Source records
▶
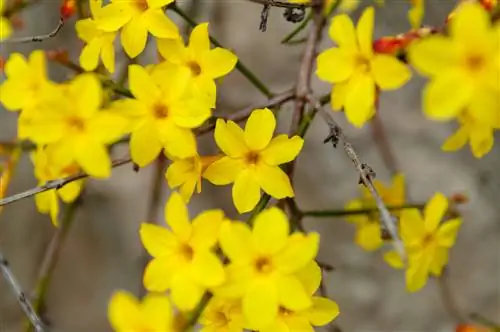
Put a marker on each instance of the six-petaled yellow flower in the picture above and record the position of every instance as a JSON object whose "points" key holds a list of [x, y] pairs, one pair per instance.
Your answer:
{"points": [[99, 43], [263, 263], [368, 233], [136, 18], [252, 159], [127, 314], [427, 242], [356, 70], [204, 64], [184, 260]]}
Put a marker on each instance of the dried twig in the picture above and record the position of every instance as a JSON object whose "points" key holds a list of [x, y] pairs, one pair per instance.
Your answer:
{"points": [[39, 38], [20, 295], [365, 172]]}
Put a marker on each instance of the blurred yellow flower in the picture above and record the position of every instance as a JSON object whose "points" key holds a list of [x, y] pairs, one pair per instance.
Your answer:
{"points": [[252, 159], [184, 260], [356, 70], [263, 263], [154, 313], [427, 242], [368, 233]]}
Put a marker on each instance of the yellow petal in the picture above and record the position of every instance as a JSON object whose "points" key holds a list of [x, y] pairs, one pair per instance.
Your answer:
{"points": [[157, 240], [259, 129], [144, 144], [282, 150], [364, 31], [157, 275], [342, 32], [446, 96], [335, 65], [160, 25], [93, 158], [360, 100], [260, 303], [323, 311], [224, 171], [230, 138], [134, 36], [427, 55], [236, 242], [246, 191], [389, 73], [123, 311], [434, 211], [270, 231], [219, 62], [457, 140], [447, 233], [198, 40], [186, 294], [292, 294], [207, 269], [176, 215], [274, 181]]}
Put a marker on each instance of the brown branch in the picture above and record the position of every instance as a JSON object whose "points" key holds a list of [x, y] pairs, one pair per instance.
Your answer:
{"points": [[365, 172], [39, 38]]}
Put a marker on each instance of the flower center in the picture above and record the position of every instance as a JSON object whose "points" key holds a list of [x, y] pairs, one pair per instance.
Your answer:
{"points": [[142, 5], [76, 123], [252, 158], [263, 265], [160, 111], [194, 67], [187, 252]]}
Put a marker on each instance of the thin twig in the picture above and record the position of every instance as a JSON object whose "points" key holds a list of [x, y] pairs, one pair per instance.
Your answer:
{"points": [[365, 172], [39, 38], [20, 295]]}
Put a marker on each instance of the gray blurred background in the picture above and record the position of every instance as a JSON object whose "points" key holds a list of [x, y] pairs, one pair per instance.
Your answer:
{"points": [[102, 250]]}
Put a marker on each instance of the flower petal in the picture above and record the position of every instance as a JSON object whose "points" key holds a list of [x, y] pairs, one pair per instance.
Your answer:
{"points": [[335, 65], [434, 211], [259, 129], [274, 181], [270, 231], [176, 215], [246, 191], [389, 73]]}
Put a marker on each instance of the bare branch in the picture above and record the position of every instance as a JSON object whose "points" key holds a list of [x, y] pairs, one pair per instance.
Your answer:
{"points": [[31, 39], [365, 172]]}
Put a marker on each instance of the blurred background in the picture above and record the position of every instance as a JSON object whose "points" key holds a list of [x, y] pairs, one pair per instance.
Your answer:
{"points": [[102, 250]]}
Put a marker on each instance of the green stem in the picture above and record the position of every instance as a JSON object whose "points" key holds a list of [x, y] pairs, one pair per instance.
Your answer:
{"points": [[244, 70], [343, 212]]}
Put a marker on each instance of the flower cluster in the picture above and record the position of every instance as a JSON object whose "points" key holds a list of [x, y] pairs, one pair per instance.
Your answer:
{"points": [[266, 281]]}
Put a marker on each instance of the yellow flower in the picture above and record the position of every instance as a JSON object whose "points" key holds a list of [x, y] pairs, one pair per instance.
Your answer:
{"points": [[222, 315], [368, 225], [46, 170], [27, 84], [154, 313], [479, 135], [321, 312], [252, 159], [137, 17], [186, 174], [263, 264], [463, 67], [98, 42], [164, 113], [356, 70], [204, 64], [5, 26], [426, 241], [184, 260], [75, 127]]}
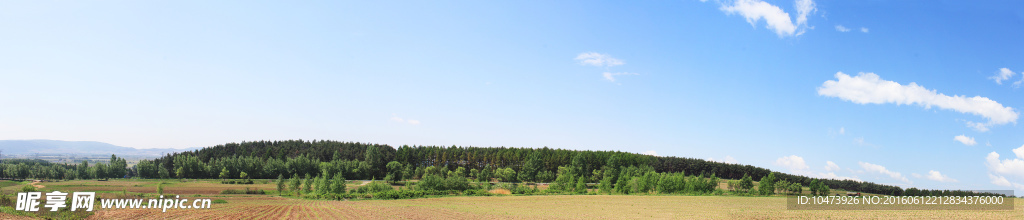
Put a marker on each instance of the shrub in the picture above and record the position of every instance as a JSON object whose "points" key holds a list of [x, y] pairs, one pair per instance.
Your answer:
{"points": [[241, 191], [28, 188], [431, 182], [375, 186]]}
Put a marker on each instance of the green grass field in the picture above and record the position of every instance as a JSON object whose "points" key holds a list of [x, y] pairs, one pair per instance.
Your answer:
{"points": [[506, 207]]}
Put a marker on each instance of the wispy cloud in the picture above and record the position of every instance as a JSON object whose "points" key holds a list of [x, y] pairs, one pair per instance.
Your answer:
{"points": [[1001, 75], [842, 29], [775, 18], [727, 160], [400, 120], [999, 169], [1013, 167], [966, 140], [598, 59], [611, 76], [830, 166], [873, 168], [869, 88], [935, 175], [796, 164], [649, 152]]}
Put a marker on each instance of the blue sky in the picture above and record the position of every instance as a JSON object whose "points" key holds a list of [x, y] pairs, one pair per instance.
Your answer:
{"points": [[911, 93]]}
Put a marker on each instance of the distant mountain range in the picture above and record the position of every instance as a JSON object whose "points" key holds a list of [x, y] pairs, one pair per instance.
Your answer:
{"points": [[24, 147]]}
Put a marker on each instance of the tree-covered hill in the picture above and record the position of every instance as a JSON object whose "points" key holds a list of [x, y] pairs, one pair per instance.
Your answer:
{"points": [[301, 157]]}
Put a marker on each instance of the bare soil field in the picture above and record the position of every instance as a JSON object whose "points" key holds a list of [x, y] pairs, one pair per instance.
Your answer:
{"points": [[499, 207]]}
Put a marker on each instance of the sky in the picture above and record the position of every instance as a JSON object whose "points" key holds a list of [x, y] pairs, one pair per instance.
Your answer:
{"points": [[911, 93]]}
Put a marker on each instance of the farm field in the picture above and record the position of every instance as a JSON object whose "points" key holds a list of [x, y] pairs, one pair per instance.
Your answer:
{"points": [[509, 207]]}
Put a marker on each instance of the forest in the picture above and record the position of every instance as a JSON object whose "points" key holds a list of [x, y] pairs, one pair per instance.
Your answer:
{"points": [[296, 159]]}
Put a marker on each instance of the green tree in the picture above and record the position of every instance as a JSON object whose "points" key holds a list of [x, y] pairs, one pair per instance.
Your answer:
{"points": [[339, 184], [581, 187], [747, 183], [83, 170], [375, 158], [295, 183], [394, 172], [606, 185], [164, 174], [767, 184], [531, 168], [281, 184], [307, 184], [224, 173], [323, 184]]}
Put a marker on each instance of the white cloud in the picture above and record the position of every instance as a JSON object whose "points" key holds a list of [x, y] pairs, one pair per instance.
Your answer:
{"points": [[794, 163], [804, 7], [1004, 74], [396, 119], [966, 140], [611, 76], [935, 175], [842, 29], [598, 59], [882, 170], [862, 142], [1014, 167], [830, 166], [399, 120], [776, 19], [727, 160], [869, 88], [832, 175], [998, 180]]}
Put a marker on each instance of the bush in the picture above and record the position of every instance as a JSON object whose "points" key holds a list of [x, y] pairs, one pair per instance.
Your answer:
{"points": [[241, 191], [241, 181], [398, 194], [375, 186], [28, 188]]}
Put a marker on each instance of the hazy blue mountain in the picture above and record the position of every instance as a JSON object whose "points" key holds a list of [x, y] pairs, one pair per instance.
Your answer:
{"points": [[10, 147]]}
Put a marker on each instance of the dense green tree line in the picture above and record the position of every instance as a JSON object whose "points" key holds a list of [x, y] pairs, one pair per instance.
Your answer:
{"points": [[38, 169], [290, 159]]}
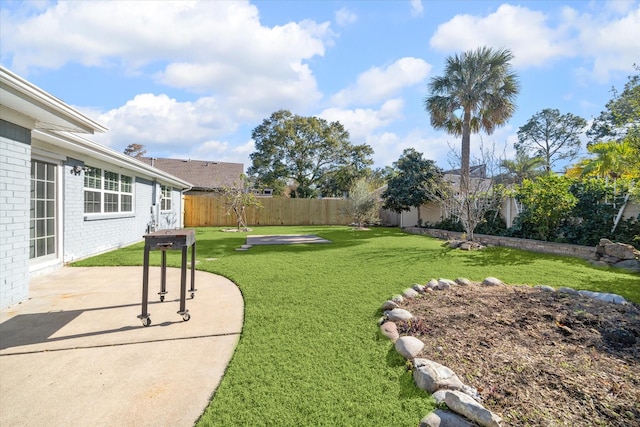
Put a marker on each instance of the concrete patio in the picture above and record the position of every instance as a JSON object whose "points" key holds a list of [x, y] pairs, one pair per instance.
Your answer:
{"points": [[75, 352]]}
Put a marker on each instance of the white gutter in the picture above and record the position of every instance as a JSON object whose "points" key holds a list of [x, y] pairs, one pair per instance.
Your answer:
{"points": [[87, 148], [22, 88]]}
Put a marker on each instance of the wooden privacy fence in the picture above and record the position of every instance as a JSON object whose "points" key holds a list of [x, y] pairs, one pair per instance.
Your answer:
{"points": [[206, 211]]}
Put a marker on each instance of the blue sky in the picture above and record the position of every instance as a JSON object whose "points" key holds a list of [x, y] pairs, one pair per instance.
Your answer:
{"points": [[191, 79]]}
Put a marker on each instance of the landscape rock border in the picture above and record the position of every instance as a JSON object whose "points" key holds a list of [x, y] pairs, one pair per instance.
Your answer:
{"points": [[464, 407]]}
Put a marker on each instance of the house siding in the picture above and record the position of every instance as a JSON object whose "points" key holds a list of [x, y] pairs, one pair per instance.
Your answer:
{"points": [[15, 185], [87, 235]]}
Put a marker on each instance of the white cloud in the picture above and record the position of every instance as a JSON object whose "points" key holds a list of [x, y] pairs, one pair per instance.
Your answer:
{"points": [[210, 47], [607, 40], [613, 45], [362, 121], [416, 8], [376, 84], [523, 31], [345, 17]]}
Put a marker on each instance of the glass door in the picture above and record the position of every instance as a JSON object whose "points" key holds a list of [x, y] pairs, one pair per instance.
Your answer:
{"points": [[43, 221]]}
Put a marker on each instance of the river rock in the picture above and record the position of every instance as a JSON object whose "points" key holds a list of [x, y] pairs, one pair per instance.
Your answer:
{"points": [[390, 330], [492, 281], [438, 396], [442, 418], [618, 250], [466, 406], [398, 314], [614, 298], [569, 291], [632, 265], [445, 283], [409, 347], [432, 376]]}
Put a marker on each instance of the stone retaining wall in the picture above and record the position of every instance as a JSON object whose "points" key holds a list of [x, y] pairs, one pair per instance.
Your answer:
{"points": [[585, 252]]}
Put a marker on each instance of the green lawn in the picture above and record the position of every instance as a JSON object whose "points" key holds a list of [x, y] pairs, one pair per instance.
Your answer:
{"points": [[310, 352]]}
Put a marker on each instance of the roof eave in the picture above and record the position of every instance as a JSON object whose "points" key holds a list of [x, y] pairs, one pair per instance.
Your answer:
{"points": [[15, 85], [97, 151]]}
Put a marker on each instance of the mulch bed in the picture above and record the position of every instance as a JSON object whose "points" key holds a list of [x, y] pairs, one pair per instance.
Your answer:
{"points": [[537, 358]]}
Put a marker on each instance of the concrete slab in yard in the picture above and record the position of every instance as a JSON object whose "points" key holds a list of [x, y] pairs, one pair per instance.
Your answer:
{"points": [[285, 239]]}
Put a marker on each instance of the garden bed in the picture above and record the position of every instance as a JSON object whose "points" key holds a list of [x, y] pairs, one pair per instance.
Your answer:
{"points": [[538, 358]]}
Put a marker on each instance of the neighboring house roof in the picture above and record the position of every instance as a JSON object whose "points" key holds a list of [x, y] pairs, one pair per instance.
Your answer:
{"points": [[54, 124], [29, 106], [202, 174]]}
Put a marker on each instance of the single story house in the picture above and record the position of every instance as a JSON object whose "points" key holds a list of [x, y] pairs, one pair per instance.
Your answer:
{"points": [[64, 197], [206, 177]]}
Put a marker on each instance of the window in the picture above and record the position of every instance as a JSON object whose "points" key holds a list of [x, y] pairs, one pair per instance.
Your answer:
{"points": [[107, 192], [42, 227], [165, 202]]}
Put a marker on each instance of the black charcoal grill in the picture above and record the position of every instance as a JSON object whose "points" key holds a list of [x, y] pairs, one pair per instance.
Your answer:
{"points": [[164, 240]]}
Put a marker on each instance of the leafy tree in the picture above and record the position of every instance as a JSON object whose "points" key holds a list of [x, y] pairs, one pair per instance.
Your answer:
{"points": [[380, 176], [551, 135], [546, 202], [611, 159], [135, 150], [338, 182], [521, 168], [305, 151], [476, 93], [362, 205], [416, 181], [237, 199], [621, 119]]}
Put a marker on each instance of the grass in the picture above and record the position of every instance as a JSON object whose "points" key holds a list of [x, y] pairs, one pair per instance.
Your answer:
{"points": [[310, 351]]}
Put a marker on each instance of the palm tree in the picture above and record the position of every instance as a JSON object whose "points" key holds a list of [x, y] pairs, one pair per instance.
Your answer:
{"points": [[522, 167], [611, 159], [477, 92]]}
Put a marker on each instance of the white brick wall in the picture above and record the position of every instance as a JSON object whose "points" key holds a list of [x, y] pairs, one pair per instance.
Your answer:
{"points": [[86, 237], [15, 184]]}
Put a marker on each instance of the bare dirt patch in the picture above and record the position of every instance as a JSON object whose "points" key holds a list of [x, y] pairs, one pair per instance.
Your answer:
{"points": [[537, 358]]}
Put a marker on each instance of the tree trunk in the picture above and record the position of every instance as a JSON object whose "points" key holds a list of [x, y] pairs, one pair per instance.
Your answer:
{"points": [[465, 154]]}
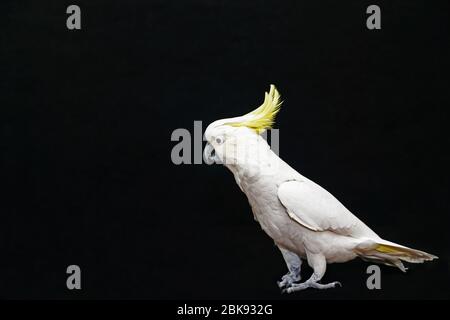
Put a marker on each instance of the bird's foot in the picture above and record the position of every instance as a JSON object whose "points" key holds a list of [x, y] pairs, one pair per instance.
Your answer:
{"points": [[310, 284], [288, 280]]}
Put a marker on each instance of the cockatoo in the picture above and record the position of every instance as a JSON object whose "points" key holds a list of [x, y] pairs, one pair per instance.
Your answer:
{"points": [[304, 219]]}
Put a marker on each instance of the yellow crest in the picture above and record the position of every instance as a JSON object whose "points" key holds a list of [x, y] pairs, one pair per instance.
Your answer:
{"points": [[263, 117]]}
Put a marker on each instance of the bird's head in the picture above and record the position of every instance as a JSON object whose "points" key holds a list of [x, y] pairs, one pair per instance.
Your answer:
{"points": [[231, 139]]}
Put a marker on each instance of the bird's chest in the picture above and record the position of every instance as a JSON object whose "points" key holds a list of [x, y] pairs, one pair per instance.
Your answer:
{"points": [[267, 209]]}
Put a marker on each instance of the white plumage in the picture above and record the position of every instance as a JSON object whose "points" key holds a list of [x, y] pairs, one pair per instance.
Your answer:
{"points": [[304, 220]]}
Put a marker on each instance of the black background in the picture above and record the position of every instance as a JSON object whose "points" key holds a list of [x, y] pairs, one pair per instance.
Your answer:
{"points": [[87, 116]]}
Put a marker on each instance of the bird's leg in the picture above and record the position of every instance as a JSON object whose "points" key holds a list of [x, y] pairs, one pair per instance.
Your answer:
{"points": [[293, 263], [319, 264]]}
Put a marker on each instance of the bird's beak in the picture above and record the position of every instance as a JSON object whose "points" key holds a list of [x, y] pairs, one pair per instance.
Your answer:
{"points": [[209, 154]]}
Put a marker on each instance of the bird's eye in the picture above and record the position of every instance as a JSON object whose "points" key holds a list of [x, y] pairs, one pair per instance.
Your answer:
{"points": [[219, 140]]}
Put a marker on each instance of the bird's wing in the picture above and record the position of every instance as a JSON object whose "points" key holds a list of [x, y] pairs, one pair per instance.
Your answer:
{"points": [[315, 208]]}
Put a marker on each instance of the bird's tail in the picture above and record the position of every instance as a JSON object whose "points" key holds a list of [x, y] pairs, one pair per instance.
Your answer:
{"points": [[390, 253]]}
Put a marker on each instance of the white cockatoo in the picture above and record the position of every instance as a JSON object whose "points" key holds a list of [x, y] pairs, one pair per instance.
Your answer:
{"points": [[304, 219]]}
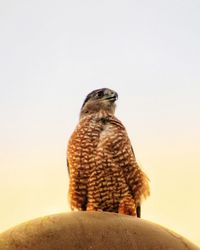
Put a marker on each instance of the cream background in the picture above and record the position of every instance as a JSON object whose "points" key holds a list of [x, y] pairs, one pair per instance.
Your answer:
{"points": [[52, 53]]}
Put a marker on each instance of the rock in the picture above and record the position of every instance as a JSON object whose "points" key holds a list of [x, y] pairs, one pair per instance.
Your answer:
{"points": [[92, 231]]}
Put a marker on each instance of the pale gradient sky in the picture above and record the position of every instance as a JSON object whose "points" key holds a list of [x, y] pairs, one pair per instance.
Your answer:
{"points": [[52, 53]]}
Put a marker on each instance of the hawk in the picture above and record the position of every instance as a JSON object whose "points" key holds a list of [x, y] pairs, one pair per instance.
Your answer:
{"points": [[104, 174]]}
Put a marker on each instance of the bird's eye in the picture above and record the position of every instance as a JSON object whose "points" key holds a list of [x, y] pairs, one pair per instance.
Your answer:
{"points": [[100, 94]]}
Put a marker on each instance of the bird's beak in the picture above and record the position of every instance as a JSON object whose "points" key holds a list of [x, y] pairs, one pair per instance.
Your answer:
{"points": [[112, 97]]}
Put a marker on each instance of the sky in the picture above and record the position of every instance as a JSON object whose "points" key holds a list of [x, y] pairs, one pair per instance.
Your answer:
{"points": [[53, 53]]}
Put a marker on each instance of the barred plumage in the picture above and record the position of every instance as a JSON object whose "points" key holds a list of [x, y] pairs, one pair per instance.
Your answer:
{"points": [[104, 174]]}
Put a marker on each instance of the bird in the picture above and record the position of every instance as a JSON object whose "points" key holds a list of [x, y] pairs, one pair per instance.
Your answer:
{"points": [[103, 172]]}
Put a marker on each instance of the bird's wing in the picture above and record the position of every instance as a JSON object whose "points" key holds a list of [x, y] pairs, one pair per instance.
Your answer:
{"points": [[124, 156], [68, 167]]}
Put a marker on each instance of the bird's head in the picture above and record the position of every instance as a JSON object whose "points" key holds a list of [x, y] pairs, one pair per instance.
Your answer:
{"points": [[99, 100]]}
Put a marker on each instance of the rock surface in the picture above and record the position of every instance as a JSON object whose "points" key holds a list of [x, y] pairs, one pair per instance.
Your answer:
{"points": [[91, 231]]}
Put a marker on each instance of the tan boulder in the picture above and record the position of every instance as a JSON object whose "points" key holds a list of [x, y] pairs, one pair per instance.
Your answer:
{"points": [[91, 231]]}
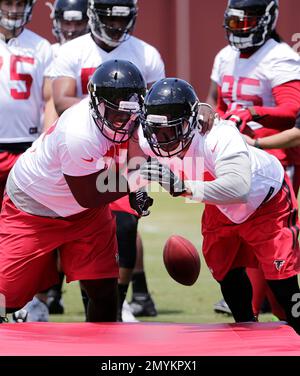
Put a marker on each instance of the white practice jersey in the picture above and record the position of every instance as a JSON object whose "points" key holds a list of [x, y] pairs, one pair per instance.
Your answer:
{"points": [[249, 81], [73, 146], [80, 57], [24, 63], [223, 141], [55, 49]]}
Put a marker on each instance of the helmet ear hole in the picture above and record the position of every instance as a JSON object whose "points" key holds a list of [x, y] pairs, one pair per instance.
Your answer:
{"points": [[170, 116], [100, 13], [205, 116], [70, 19], [250, 23], [20, 19]]}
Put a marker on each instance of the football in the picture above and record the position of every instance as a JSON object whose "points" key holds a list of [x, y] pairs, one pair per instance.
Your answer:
◀
[Given problem]
Format everything in the material from the line containing "Put a marker on each instance of the rock surface" down through its last line as a JSON list of strings, one string per line, skipping blank lines. Leave the pictures out of your answer.

[Expected output]
[
  "Put a marker on each instance of the rock surface in the picture above and record the position of every instance as a JSON object whose \"points\" key holds a list of [x, y] pairs, one pair per instance.",
  "Your answer:",
  "{\"points\": [[91, 231]]}",
  "Put a marker on each instance of the tan boulder in the picture above and record the position of every instance as a JSON object whose \"points\" key holds a list of [x, y] pairs, one pair per instance.",
  "Your answer:",
  "{\"points\": [[91, 231]]}",
  "Put a marker on each instance of the white practice jersey in the picture above and record the position of every instance as a JSON object whose \"points\" key holds a list of [x, y] pairs, one pair per instance.",
  "Your answer:",
  "{\"points\": [[249, 81], [73, 146], [80, 57], [24, 63], [223, 141], [55, 49]]}",
  "Put a marker on each instance of the helmet ear hole in the picture above and record the position of every instance as a JSON object whose \"points\" key holds a list of [x, y] pairs, one pair per instance.",
  "Your answer:",
  "{\"points\": [[170, 116], [100, 13], [205, 116], [70, 19], [250, 23], [20, 19]]}",
  "Put a marker on each instance of the football in the picture above and record the position of every instance as a JSON object whose \"points\" key holds a list of [x, y] pairs, one pair per instance.",
  "Your answer:"
]